- [ÉNONCÉ DU PROBLÈME]:
Réécrivez tout le passage du texte sur l'exposition de Jaume Plensa allant de "Des grandes pièces" jusqu'à "de son travail.", en remplaçant "transparence" par "opacité".

- [EXTRAIT À LIRE]:

******

[ Galerie nationale du Jeu de Paume]

 


 

Jaume PLENSA

"La Neige Rouge", 1991 - Métal et néon, 11 éléments, 215x355,355 cm
Photo: S. Crowe © ADAGP, Paris 1997.

 

    Cette exposition est un parcours proposé à travers l'oeuvre récente de l'un des plus brillants artistes espagnols contemporains. Des sculpteurs de sa génération, Jaume Plensa (né en 1955 à Barcelone) est de ceux qui se sont très tôt imposés sur la scène internationale, tant son aptitude a introduire un esprit poétique dans la sculpture a surpris. Présentée initialement à la Fondation Joan Miro de Barcelone, I'exposition - après Paris - sera accueillie par la Kunsthalle de Malmo et à la Kunsthalle de Mannheim.

    Des grandes pièces de fer battu, travail sur la "mémoire tellurique", aux travaux sur les résines qui privilégient la transparence, I'oeuvre de Jaume Plensa est une rêverie sur la matière, une forme de méditation bachelardienne. L'exposition présentée au Jeu de Paume trace, en vingt-six sculptures réalisées entre 1991 et 1996, les dernières directions de son travail.

    Les pièces récentes de Jaume Plensa, si elles se démarquent très fortement des imposantes sculptures antérieures réalisées en fonte de fer, participent toujours de cette même volonté de créer une sculpture où la pensée serait à l'oeuvre. En effet, malgré la nouveauté plastique, malgré aussi celle des effets et des matériaux utilisés - la résine, la lumière, le mot- les oeuvres nouvelles proposent un territoire de réflexion dans lequel la forme pure est souvent placée en retrait par rapport à la capacité d'évocation de l'objet proposé. A présent, I'artiste semble s'attacher moins à la matière qu'à la sensation et l'émotion qu'elle véhicule.

******

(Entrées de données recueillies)

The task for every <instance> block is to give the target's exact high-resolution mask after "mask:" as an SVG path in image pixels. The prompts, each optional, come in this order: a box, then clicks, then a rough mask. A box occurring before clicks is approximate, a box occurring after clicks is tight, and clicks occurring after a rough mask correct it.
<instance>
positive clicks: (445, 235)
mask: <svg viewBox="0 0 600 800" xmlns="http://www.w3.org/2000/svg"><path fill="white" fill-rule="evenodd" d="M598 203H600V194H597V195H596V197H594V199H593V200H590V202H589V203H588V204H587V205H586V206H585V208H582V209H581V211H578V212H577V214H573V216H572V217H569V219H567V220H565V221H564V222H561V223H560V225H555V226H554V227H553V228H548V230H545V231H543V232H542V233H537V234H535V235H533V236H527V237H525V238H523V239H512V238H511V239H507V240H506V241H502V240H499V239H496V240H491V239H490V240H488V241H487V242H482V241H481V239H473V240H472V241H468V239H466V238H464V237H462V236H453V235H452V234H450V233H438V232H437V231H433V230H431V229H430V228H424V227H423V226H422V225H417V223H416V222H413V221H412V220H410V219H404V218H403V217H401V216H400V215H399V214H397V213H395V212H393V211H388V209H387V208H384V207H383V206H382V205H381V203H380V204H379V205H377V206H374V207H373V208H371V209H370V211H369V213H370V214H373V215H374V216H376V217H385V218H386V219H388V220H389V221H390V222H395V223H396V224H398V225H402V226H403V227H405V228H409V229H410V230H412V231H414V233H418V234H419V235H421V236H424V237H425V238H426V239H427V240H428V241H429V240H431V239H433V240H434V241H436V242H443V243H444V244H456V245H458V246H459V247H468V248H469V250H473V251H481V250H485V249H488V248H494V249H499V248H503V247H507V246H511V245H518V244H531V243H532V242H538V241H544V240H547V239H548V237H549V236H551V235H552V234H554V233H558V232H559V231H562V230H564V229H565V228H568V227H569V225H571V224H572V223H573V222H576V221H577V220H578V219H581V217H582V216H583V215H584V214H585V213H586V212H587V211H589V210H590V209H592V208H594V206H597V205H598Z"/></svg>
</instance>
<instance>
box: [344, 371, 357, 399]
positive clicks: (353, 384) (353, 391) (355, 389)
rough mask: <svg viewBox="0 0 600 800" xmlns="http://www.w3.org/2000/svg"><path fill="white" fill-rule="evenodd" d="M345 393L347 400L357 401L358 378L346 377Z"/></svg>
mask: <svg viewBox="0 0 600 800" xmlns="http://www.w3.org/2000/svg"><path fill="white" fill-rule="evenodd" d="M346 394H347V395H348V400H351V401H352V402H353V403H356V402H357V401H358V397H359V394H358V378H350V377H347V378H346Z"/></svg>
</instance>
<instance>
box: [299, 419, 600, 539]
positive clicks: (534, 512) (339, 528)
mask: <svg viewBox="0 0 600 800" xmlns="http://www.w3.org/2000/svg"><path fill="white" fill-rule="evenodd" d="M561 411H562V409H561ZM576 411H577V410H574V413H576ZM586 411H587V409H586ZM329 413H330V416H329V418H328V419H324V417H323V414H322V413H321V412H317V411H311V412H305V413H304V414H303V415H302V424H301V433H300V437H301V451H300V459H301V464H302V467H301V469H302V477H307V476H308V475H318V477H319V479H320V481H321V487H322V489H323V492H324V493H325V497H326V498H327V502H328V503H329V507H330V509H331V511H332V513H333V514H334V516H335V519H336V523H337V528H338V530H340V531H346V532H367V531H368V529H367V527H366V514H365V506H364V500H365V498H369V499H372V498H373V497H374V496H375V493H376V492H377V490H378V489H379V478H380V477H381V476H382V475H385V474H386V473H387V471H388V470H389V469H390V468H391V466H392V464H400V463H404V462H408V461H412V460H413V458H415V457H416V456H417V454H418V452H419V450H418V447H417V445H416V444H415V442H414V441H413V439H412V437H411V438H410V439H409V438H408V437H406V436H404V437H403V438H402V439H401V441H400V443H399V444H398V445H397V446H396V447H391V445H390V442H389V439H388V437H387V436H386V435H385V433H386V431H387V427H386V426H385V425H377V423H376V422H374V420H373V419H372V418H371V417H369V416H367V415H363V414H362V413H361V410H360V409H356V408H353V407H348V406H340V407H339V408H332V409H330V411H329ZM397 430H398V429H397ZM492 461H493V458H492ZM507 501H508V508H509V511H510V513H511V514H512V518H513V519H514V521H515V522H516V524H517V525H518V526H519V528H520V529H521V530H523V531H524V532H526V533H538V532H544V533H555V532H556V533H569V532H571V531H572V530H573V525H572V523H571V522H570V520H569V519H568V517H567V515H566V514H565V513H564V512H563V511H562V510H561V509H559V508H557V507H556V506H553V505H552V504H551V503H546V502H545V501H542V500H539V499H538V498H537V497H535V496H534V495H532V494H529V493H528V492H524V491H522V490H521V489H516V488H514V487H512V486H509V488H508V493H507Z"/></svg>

******

- [ZONE DE RÉPONSE]:
Des grandes pièces de fer battu, travail sur la "mémoire tellurique", aux travaux sur les résines qui privilégient la opacité, I'oeuvre de Jaume Plensa est une rêverie sur la matière, une forme de méditation bachelardienne. L'exposition présentée au Jeu de Paume trace, en vingt-six sculptures réalisées entre 1991 et 1996, les dernières directions de son travail.